▶ [Passage to read]

191.119 Autonomous Racing Cars
This course is in all assigned curricula part of the STEOP.
This course is in at least 1 assigned curriculum part of the STEOP.

2021S, VU, 4.0h, 6.0EC
TUWEL

Properties

  • Semester hours: 4.0
  • Credits: 6.0
  • Type: VU Lecture and Exercise
  • Format: Hybrid

Learning outcomes

After successful completion of the course, students are able to master all the hardware and software knowledge required for building a fully autonomous racing car. This includes the control hardware (e.g. RBG depth camera, LIDAR, electronic speed controller, WIFI control, sensor and power board, single 5000mAH LiPo battery, sensor chassis, NVIDIA Jetson TX2 GPGPU computer platform) and the software stack (e.g. ROS, F1/10 simulator, AV mapping and localisation, AV planning, learning and vision).

The goal of this course is to give students an up-to-date foundation in the technologies being deployed and tested on self-driving cars, and more general mobile autonomous systems.

Subject of course

The goal of this course is to give students an up-to-date foundation in the technologies being deployed and tested on self-driving cars, and more general mobile autonomous systems.

This hands-on, lab-centered course is for master students interested in the fields of artificial perception, motion planning, control theory, and applied machine learning. It is also for students interested in the burgeoning field of autonomous driving. This course introduces the students to the hardware, software and algorithms involved in building and racing an autonomous race car. Every week, students take two lectures and complete an extensive hands-on lab. By Week 6, the students will have built, programmed and driven a 1/10th scale autonomous race car. By Week 10, the students will have learned fundamental principles in perception, planning and control and will race using map-based approaches. In the last 6 weeks, they develop and implement advanced racing strategies, computer vision and machine learning algorithms that will give their team the edge in the race that concludes the course.

▶ [Provided data]
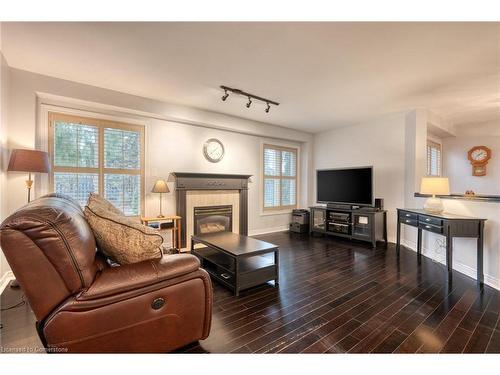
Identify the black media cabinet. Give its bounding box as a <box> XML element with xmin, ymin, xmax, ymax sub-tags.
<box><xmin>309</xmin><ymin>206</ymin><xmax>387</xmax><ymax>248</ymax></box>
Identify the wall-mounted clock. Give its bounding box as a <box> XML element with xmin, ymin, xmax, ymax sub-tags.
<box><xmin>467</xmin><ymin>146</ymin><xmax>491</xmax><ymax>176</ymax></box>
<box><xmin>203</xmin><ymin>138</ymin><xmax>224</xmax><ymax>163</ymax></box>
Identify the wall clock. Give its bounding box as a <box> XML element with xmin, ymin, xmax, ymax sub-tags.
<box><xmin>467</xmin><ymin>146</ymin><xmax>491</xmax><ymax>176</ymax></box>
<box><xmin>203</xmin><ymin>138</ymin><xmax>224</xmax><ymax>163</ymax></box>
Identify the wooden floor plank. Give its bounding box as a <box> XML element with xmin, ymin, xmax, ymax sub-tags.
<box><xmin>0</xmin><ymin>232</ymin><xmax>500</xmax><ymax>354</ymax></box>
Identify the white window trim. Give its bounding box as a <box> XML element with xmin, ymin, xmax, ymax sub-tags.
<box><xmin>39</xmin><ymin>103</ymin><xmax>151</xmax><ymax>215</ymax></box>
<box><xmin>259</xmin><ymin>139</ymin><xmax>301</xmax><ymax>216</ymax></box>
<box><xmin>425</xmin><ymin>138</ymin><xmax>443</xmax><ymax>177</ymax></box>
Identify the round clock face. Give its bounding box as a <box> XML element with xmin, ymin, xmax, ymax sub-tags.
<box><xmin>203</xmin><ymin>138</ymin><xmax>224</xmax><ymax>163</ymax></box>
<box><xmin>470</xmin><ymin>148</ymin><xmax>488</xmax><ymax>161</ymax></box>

▶ [Exercise tasks]
**1)** Write out the course description, starting with "2021S, VU, 4.0h, 6.0EC" and going on through "learning and vision).".
**2)** Extend the autonomous racing car course description with new text that picks up after its final sentence.

▶ [Answers per task]
**1)**
2021S, VU, 4.0h, 6.0EC
TUWEL

Properties

  • Semester hours: 4.0
  • Credits: 6.0
  • Type: VU Lecture and Exercise
  • Format: Hybrid

Learning outcomes

After successful completion of the course, students are able to master all the hardware and software knowledge required for building a fully autonomous racing car. This includes the control hardware (e.g. RBG depth camera, LIDAR, electronic speed controller, WIFI control, sensor and power board, single 5000mAH LiPo battery, sensor chassis, NVIDIA Jetson TX2 GPGPU computer platform) and the software stack (e.g. ROS, F1/10 simulator, AV mapping and localisation, AV planning, learning and vision).

**2)**
The course has five learning modules that build on each other and include three races for evaluation:

  1. Introduction to ROS, F1/10 & the Simulator: Introduction to self-driving hardware and full autonomous vehicle software stack, automatic emergency braking, LiDAR, rigid body transformation, Laplace domain dynamics, PID control for wall following.
  2. Driving using Reactive Methods & RACE!: Build vehicle, tune electronic speed controller, and implement reactive driving methods such as follow the gap and complete Race 1.
  3. AV Mapping & Localization: Foundations of SLAM with scan matching and particle filters, Google Cartographer SLAM, implement pure pursuit driving, and complete Race 2 using maps.
  4. AV Planning: Moral Decision Making for autonomous systems, raceline optimization, planning with rapidly exploring random trees (RRT) and understanding model-predictive control (MPC).
  5. Learning & Vision: Design and implement algorithms for detection and pose estimation, reinforcement learning and visual feature extraction.
  6. F1/10 Grand Prix! Race 3 will include a project to implement planning and control race strategies.

Content details:

  • Introduction, using the F1/10 simulator.
  • Systems: Automatic Emergency Braking and notions of safety.
  • Sensing: LiDAR and rigid body transformations
  • Sensing and Actuation: Reference tracking, Laplace domain dynamics, PID.
  • Actuation: Electronic Speed Control tuning
  • Perception I: Localization by scan matching
  • Perception II: Mapping the world: SLAM and particle filters
  • Planning I: Pure pursuit
  • Planning II: Racing lines, navigation maps.
  • Ethics: Moral decision making and student debate
  • Advanced topics: Rapidly exploring random trees (RRT) and Model-Predictive Control (MPC) 
  • Computer vision: detection, pose estimation and visual feature extraction
  • Machine Learning: Neural network auto-pilots: can a machine learn to drive?
  • Learning: Reinforcement Learning and Autonomous vehicles research prototypes 
  • End-of-semester race

Please note that the content details might partially change due to current focus points and time constraints.

Teaching methods

Weekly lecture with continually accompanying lab assignments, deepening the understanding of the module content and increasing the individual problem-solving competence in autonomous racing cars. Lecture and lab: 2 x 3 hours/week.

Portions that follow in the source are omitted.